▸ **What to do**: Of the records that follow, copy only the lines from the line containing "indicate: teammate's arm" to the line containing "indicate: dark blurred stadium background", both included, exactly as written.

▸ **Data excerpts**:
[Start of Attachment]

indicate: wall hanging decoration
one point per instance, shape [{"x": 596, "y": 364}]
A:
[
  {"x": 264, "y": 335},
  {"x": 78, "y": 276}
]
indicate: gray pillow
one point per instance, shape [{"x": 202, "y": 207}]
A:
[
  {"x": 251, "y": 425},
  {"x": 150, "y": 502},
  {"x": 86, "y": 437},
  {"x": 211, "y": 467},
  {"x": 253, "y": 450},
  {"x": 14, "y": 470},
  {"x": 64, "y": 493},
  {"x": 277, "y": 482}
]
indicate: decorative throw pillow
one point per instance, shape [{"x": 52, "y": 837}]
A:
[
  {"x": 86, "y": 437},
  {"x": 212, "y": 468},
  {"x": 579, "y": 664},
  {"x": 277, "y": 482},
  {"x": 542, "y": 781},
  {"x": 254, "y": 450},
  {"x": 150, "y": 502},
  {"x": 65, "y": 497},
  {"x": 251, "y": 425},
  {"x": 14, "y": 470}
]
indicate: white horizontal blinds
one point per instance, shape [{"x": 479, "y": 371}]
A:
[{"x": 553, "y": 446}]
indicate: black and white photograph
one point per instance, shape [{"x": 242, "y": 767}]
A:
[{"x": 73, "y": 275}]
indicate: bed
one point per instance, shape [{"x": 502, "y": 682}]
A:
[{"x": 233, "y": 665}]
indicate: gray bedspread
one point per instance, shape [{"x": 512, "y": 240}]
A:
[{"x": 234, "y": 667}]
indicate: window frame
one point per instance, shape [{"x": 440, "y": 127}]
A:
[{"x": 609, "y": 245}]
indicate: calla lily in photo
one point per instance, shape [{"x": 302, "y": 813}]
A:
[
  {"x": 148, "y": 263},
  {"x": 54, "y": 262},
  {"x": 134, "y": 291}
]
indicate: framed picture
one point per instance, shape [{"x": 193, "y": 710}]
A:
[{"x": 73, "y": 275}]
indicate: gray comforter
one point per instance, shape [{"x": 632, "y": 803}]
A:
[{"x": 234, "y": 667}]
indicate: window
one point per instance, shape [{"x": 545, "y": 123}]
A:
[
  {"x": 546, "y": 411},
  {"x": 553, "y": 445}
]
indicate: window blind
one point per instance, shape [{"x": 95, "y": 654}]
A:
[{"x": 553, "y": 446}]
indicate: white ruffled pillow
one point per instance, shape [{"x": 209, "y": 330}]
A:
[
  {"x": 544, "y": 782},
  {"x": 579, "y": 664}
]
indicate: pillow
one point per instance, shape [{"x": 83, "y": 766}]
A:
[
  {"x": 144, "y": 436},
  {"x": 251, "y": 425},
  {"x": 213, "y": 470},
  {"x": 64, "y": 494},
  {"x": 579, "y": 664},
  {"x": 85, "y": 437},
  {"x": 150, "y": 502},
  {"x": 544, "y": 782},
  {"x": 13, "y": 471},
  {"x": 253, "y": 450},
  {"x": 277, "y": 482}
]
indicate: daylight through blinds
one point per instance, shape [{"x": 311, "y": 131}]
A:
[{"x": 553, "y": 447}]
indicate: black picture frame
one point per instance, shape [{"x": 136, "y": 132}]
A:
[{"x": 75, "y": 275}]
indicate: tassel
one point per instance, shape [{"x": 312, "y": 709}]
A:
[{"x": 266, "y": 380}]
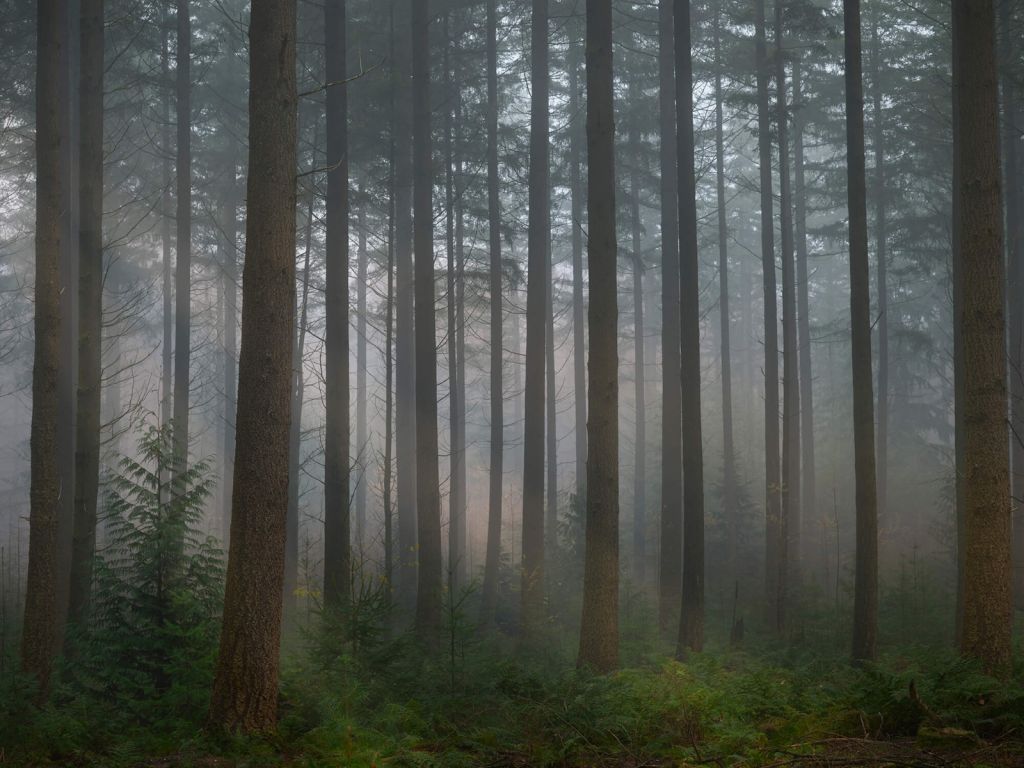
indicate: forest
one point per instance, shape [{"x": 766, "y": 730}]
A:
[{"x": 512, "y": 383}]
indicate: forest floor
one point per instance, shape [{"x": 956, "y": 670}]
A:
[{"x": 486, "y": 701}]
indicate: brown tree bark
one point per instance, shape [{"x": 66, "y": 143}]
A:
[
  {"x": 865, "y": 590},
  {"x": 496, "y": 481},
  {"x": 671, "y": 540},
  {"x": 808, "y": 473},
  {"x": 599, "y": 622},
  {"x": 640, "y": 426},
  {"x": 90, "y": 306},
  {"x": 881, "y": 269},
  {"x": 577, "y": 194},
  {"x": 182, "y": 266},
  {"x": 729, "y": 506},
  {"x": 774, "y": 529},
  {"x": 691, "y": 622},
  {"x": 406, "y": 468},
  {"x": 245, "y": 688},
  {"x": 295, "y": 430},
  {"x": 791, "y": 377},
  {"x": 1013, "y": 121},
  {"x": 428, "y": 595},
  {"x": 39, "y": 634},
  {"x": 537, "y": 289},
  {"x": 337, "y": 510},
  {"x": 987, "y": 620}
]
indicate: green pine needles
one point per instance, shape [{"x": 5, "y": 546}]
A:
[{"x": 159, "y": 587}]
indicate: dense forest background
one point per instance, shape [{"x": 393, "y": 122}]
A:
[{"x": 524, "y": 390}]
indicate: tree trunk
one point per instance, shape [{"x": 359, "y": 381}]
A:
[
  {"x": 881, "y": 263},
  {"x": 577, "y": 195},
  {"x": 167, "y": 347},
  {"x": 774, "y": 530},
  {"x": 670, "y": 560},
  {"x": 808, "y": 479},
  {"x": 1013, "y": 119},
  {"x": 182, "y": 274},
  {"x": 791, "y": 376},
  {"x": 428, "y": 596},
  {"x": 537, "y": 289},
  {"x": 496, "y": 481},
  {"x": 361, "y": 434},
  {"x": 39, "y": 634},
  {"x": 691, "y": 623},
  {"x": 599, "y": 622},
  {"x": 245, "y": 688},
  {"x": 90, "y": 306},
  {"x": 230, "y": 276},
  {"x": 457, "y": 531},
  {"x": 987, "y": 617},
  {"x": 406, "y": 499},
  {"x": 865, "y": 595},
  {"x": 640, "y": 433},
  {"x": 337, "y": 548},
  {"x": 295, "y": 432},
  {"x": 729, "y": 510}
]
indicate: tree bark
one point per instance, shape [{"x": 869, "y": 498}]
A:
[
  {"x": 882, "y": 269},
  {"x": 537, "y": 289},
  {"x": 245, "y": 688},
  {"x": 599, "y": 622},
  {"x": 90, "y": 307},
  {"x": 496, "y": 481},
  {"x": 791, "y": 380},
  {"x": 182, "y": 273},
  {"x": 691, "y": 623},
  {"x": 295, "y": 432},
  {"x": 865, "y": 595},
  {"x": 39, "y": 634},
  {"x": 987, "y": 617},
  {"x": 337, "y": 510},
  {"x": 774, "y": 530},
  {"x": 428, "y": 596},
  {"x": 808, "y": 478},
  {"x": 670, "y": 560},
  {"x": 729, "y": 507},
  {"x": 640, "y": 427},
  {"x": 361, "y": 432},
  {"x": 406, "y": 499},
  {"x": 1013, "y": 120},
  {"x": 577, "y": 195}
]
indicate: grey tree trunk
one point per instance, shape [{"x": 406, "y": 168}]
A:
[
  {"x": 671, "y": 540},
  {"x": 39, "y": 634},
  {"x": 428, "y": 595},
  {"x": 537, "y": 290},
  {"x": 774, "y": 530},
  {"x": 599, "y": 621},
  {"x": 987, "y": 622},
  {"x": 295, "y": 432},
  {"x": 90, "y": 306},
  {"x": 882, "y": 269},
  {"x": 791, "y": 367},
  {"x": 865, "y": 596},
  {"x": 577, "y": 194},
  {"x": 337, "y": 509},
  {"x": 808, "y": 473},
  {"x": 363, "y": 452},
  {"x": 406, "y": 499},
  {"x": 496, "y": 481},
  {"x": 245, "y": 687},
  {"x": 182, "y": 266},
  {"x": 729, "y": 510},
  {"x": 691, "y": 621}
]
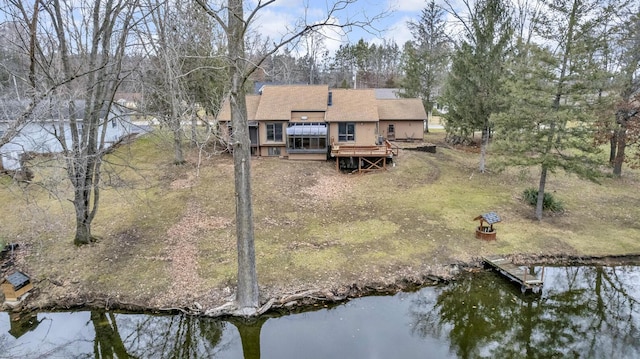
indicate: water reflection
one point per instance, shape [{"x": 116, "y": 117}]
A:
[{"x": 583, "y": 312}]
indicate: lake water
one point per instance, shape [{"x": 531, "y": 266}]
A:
[{"x": 583, "y": 312}]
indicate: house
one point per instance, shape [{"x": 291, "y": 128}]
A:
[
  {"x": 401, "y": 119},
  {"x": 313, "y": 122},
  {"x": 38, "y": 135}
]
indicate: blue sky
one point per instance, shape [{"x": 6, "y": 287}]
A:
[{"x": 280, "y": 16}]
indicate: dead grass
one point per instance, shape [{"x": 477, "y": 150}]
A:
[{"x": 168, "y": 234}]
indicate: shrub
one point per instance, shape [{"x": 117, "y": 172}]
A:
[{"x": 549, "y": 203}]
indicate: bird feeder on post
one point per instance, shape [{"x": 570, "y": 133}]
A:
[{"x": 486, "y": 231}]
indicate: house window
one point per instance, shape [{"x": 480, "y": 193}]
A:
[
  {"x": 346, "y": 131},
  {"x": 274, "y": 132},
  {"x": 307, "y": 137}
]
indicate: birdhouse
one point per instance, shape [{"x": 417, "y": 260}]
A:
[
  {"x": 485, "y": 230},
  {"x": 15, "y": 286}
]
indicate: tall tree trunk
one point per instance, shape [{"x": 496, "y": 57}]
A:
[
  {"x": 621, "y": 136},
  {"x": 178, "y": 154},
  {"x": 483, "y": 147},
  {"x": 540, "y": 202},
  {"x": 613, "y": 143},
  {"x": 247, "y": 297}
]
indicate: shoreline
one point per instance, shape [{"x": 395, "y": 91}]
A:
[{"x": 298, "y": 300}]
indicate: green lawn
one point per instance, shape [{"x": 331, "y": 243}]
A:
[{"x": 315, "y": 227}]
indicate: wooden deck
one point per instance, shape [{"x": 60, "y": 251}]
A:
[
  {"x": 518, "y": 274},
  {"x": 385, "y": 150},
  {"x": 369, "y": 158}
]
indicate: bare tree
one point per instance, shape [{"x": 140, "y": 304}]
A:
[
  {"x": 76, "y": 50},
  {"x": 231, "y": 17}
]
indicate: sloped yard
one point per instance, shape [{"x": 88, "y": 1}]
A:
[{"x": 168, "y": 233}]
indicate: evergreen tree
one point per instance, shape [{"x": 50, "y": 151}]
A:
[
  {"x": 552, "y": 99},
  {"x": 426, "y": 57},
  {"x": 474, "y": 89}
]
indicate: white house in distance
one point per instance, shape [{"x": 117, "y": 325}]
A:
[{"x": 38, "y": 135}]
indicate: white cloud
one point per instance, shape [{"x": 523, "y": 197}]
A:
[
  {"x": 408, "y": 5},
  {"x": 399, "y": 31}
]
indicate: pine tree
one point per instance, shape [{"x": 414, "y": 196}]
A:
[
  {"x": 552, "y": 100},
  {"x": 473, "y": 89},
  {"x": 426, "y": 57}
]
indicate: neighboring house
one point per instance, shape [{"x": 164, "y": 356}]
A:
[
  {"x": 313, "y": 122},
  {"x": 39, "y": 134},
  {"x": 402, "y": 119}
]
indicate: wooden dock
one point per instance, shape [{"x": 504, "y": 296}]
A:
[{"x": 518, "y": 274}]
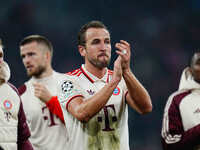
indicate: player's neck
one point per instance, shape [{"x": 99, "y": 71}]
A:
[
  {"x": 48, "y": 72},
  {"x": 99, "y": 73}
]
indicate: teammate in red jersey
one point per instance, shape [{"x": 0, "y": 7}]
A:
[
  {"x": 13, "y": 127},
  {"x": 47, "y": 130}
]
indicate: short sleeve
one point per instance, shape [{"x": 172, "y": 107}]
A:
[{"x": 67, "y": 90}]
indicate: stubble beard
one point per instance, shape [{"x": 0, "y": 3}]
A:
[
  {"x": 99, "y": 64},
  {"x": 38, "y": 72},
  {"x": 4, "y": 72}
]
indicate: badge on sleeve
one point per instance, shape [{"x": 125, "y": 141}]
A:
[
  {"x": 67, "y": 87},
  {"x": 7, "y": 104}
]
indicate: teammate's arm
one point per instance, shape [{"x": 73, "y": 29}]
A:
[
  {"x": 173, "y": 135},
  {"x": 51, "y": 101},
  {"x": 23, "y": 131}
]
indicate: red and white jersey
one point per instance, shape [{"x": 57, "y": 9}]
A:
[
  {"x": 108, "y": 129},
  {"x": 47, "y": 131}
]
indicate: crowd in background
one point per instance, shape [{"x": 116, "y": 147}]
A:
[{"x": 164, "y": 35}]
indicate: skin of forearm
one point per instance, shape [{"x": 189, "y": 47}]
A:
[
  {"x": 93, "y": 105},
  {"x": 137, "y": 92}
]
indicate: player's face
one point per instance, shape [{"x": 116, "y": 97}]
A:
[
  {"x": 196, "y": 67},
  {"x": 98, "y": 47},
  {"x": 33, "y": 58}
]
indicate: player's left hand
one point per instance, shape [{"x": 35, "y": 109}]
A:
[
  {"x": 124, "y": 51},
  {"x": 41, "y": 92}
]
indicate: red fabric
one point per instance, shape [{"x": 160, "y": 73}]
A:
[{"x": 55, "y": 108}]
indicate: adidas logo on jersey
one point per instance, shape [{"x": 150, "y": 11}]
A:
[{"x": 90, "y": 92}]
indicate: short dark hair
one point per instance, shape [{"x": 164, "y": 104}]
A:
[
  {"x": 38, "y": 39},
  {"x": 84, "y": 28},
  {"x": 191, "y": 63}
]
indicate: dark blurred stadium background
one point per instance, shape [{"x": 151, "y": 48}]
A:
[{"x": 163, "y": 35}]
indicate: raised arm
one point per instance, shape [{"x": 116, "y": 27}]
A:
[
  {"x": 137, "y": 97},
  {"x": 23, "y": 131}
]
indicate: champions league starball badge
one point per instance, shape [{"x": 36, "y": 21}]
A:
[
  {"x": 7, "y": 104},
  {"x": 116, "y": 91},
  {"x": 67, "y": 87}
]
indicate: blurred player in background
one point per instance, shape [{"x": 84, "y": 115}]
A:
[
  {"x": 94, "y": 100},
  {"x": 181, "y": 119},
  {"x": 14, "y": 131},
  {"x": 47, "y": 130}
]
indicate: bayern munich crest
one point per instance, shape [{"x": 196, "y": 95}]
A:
[
  {"x": 116, "y": 91},
  {"x": 7, "y": 104}
]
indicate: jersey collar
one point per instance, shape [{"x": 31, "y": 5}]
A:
[{"x": 92, "y": 78}]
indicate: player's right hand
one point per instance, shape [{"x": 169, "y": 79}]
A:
[{"x": 117, "y": 73}]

[End of Attachment]

▸ **Response to this exercise**:
indicate: teammate's arm
one point per instance, shape [{"x": 73, "y": 29}]
A:
[
  {"x": 173, "y": 135},
  {"x": 51, "y": 101},
  {"x": 23, "y": 131}
]
indicate: red and white jersey
one point per instance, shape [{"x": 57, "y": 9}]
A:
[
  {"x": 108, "y": 129},
  {"x": 47, "y": 131}
]
indicate: crowd in background
one point per instance, shape [{"x": 116, "y": 147}]
A:
[{"x": 164, "y": 35}]
indicate: skin of forearm
one point per instance, shape [{"x": 189, "y": 47}]
A:
[
  {"x": 93, "y": 105},
  {"x": 137, "y": 92}
]
indicate: player's face
one point per instance, shape [{"x": 116, "y": 97}]
A:
[
  {"x": 196, "y": 67},
  {"x": 98, "y": 47},
  {"x": 33, "y": 58}
]
indicate: player's left hand
one point per instance, shape [{"x": 35, "y": 109}]
A:
[
  {"x": 124, "y": 51},
  {"x": 41, "y": 92}
]
indicate: red fabric
one point per instance, shape [{"x": 160, "y": 73}]
A:
[{"x": 55, "y": 108}]
indicate: adidas logo on jersey
one point per instance, shape [{"x": 150, "y": 11}]
A:
[{"x": 90, "y": 92}]
indicate: short dark hair
one point per instance, shape [{"x": 164, "y": 104}]
A:
[
  {"x": 38, "y": 39},
  {"x": 84, "y": 28},
  {"x": 191, "y": 63}
]
indicate: dark blurred stadium background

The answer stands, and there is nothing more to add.